● AIM OF THE EXERCISE
In the bevacizumab trial description below, which two drugs will patients whose cancer progressed on first-line therapy receive?

● DOCUMENT SEGMENT
Continuing Bevacizumab Therapy for Metastatic Colorectal Cancer
Name of the Trial
Why This Trial Is Important
Bevacizumab, a monoclonal antibody that inhibits the formation of new blood vessels tumors need for continued growth, has been shown to help extend the survival of patients with advanced or metastatic colorectal cancer when used as part of initial, or first-line, therapy. It is unknown, however, whether continuing bevacizumab will help improve survival when used in second-line therapy to treat patients whose cancer has progressed despite first-line treatment with bevacizumab and chemotherapy.
In this trial, patients with metastatic colorectal cancer that has progressed on first-line therapy containing oxaliplatin and bevacizumab will be treated with the drugs irinotecan and cetuximab. The patients will also be randomly assigned to receive either a low dose of bevacizumab, a high dose of bevacizumab, or no additional bevacizumab.

● SUPPLIED INFORMATION

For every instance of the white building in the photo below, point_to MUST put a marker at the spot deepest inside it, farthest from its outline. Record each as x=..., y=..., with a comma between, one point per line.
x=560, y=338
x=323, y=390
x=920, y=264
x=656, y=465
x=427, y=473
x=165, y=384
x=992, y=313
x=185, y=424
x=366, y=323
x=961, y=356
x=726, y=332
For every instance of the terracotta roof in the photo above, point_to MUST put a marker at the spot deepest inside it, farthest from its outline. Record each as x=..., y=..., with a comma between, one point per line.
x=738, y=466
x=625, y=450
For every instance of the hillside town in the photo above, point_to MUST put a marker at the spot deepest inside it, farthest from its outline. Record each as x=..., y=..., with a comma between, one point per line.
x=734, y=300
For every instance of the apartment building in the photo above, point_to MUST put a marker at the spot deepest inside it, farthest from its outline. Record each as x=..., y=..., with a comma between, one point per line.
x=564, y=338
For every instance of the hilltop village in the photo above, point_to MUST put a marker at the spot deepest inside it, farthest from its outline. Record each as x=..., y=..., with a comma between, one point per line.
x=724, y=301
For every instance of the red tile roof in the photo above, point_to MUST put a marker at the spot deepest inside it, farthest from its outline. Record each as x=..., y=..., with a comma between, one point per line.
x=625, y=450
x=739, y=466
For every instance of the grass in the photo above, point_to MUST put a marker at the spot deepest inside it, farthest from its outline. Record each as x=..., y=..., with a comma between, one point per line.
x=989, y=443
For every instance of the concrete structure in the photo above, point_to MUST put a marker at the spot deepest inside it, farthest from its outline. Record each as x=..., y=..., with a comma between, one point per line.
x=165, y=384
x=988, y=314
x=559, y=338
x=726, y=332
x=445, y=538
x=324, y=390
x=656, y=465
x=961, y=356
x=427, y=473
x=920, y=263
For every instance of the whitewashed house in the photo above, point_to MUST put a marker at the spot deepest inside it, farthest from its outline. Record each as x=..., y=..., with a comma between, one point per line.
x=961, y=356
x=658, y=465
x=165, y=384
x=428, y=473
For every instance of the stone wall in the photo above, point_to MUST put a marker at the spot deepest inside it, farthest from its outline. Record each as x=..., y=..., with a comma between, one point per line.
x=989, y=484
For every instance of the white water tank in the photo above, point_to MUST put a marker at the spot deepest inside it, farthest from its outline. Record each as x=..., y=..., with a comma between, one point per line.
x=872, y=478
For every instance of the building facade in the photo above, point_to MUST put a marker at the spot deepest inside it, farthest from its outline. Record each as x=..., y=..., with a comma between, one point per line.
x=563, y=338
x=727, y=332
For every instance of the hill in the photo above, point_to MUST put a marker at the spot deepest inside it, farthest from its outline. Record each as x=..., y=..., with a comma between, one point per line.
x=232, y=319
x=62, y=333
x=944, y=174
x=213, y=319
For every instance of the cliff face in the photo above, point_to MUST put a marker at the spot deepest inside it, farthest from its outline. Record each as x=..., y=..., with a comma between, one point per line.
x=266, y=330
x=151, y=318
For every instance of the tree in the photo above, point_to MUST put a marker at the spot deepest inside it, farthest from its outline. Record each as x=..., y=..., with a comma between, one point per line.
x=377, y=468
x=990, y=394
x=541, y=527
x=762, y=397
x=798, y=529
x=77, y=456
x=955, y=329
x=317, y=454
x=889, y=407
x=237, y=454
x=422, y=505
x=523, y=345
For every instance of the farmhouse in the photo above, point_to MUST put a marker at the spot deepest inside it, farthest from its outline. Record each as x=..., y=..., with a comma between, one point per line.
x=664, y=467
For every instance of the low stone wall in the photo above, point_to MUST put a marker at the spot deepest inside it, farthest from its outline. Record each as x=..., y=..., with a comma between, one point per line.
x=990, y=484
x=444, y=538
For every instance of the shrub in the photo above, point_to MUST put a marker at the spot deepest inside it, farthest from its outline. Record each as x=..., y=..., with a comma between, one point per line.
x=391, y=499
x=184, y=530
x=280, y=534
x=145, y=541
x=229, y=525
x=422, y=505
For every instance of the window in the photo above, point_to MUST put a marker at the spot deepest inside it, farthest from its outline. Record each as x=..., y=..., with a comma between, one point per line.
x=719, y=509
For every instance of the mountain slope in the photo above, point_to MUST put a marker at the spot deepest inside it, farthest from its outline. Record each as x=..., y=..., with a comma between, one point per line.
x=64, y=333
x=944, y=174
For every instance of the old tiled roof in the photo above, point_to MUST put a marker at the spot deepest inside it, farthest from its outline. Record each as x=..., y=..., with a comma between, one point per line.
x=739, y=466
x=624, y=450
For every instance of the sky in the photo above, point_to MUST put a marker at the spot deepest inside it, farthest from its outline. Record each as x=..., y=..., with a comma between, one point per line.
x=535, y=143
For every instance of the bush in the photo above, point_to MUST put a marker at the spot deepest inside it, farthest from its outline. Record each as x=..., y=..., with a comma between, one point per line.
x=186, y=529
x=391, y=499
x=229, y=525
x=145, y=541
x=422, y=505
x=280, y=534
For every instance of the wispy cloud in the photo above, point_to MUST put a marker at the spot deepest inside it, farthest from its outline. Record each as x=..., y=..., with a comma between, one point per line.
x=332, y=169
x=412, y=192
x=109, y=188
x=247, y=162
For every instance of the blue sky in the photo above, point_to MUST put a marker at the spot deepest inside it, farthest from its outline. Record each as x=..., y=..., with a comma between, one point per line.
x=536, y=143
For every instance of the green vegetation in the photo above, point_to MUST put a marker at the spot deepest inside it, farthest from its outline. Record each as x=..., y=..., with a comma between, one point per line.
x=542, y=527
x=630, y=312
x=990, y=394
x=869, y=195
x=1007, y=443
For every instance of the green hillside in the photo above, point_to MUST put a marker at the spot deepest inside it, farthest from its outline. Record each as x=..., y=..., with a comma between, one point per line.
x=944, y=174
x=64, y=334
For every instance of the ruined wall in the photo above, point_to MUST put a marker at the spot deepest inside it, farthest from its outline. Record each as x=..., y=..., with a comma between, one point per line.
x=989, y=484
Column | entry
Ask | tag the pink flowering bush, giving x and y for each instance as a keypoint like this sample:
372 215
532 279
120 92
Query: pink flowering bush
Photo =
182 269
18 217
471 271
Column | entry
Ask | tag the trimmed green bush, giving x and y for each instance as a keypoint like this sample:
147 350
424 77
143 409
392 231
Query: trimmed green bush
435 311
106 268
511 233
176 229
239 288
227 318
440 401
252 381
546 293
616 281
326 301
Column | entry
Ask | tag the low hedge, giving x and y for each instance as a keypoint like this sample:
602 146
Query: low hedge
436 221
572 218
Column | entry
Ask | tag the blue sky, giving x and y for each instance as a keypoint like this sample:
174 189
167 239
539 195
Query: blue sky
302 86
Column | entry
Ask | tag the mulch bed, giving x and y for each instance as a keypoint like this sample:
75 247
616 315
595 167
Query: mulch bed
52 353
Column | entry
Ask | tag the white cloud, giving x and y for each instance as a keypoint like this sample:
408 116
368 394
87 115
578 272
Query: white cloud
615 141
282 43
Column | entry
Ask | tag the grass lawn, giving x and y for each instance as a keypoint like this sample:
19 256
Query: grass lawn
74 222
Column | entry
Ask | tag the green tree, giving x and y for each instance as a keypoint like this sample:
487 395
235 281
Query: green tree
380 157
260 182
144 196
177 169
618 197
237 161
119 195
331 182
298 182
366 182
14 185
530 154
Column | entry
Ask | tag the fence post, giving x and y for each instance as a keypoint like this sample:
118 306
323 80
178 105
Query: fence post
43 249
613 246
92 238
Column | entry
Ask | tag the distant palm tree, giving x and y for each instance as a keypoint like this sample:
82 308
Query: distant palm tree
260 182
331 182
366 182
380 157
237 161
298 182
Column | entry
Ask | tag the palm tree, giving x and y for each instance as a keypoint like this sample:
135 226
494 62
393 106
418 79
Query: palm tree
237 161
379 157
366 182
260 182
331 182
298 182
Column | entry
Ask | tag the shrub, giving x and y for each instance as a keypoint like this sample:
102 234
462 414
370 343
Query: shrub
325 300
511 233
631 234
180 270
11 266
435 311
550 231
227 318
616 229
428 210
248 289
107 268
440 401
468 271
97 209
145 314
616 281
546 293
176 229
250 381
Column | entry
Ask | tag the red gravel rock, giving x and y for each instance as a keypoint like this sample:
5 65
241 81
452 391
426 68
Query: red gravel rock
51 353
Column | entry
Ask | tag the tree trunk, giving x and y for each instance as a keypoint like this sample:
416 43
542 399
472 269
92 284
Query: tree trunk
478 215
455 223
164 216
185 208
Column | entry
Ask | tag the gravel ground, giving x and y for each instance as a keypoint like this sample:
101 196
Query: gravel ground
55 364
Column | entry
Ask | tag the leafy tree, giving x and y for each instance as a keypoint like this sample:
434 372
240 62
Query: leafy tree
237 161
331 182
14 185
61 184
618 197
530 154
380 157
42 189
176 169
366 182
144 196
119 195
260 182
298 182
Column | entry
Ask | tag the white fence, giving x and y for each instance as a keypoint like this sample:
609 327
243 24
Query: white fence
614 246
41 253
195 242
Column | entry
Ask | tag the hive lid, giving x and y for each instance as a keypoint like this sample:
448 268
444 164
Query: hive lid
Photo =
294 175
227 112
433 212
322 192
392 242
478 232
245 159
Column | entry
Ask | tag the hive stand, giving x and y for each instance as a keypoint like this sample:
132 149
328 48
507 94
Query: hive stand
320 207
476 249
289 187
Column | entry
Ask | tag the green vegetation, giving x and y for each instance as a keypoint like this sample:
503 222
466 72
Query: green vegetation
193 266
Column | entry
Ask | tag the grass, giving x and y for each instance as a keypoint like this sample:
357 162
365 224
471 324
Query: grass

● ANSWER SPACE
Irinotecan and cetuximab.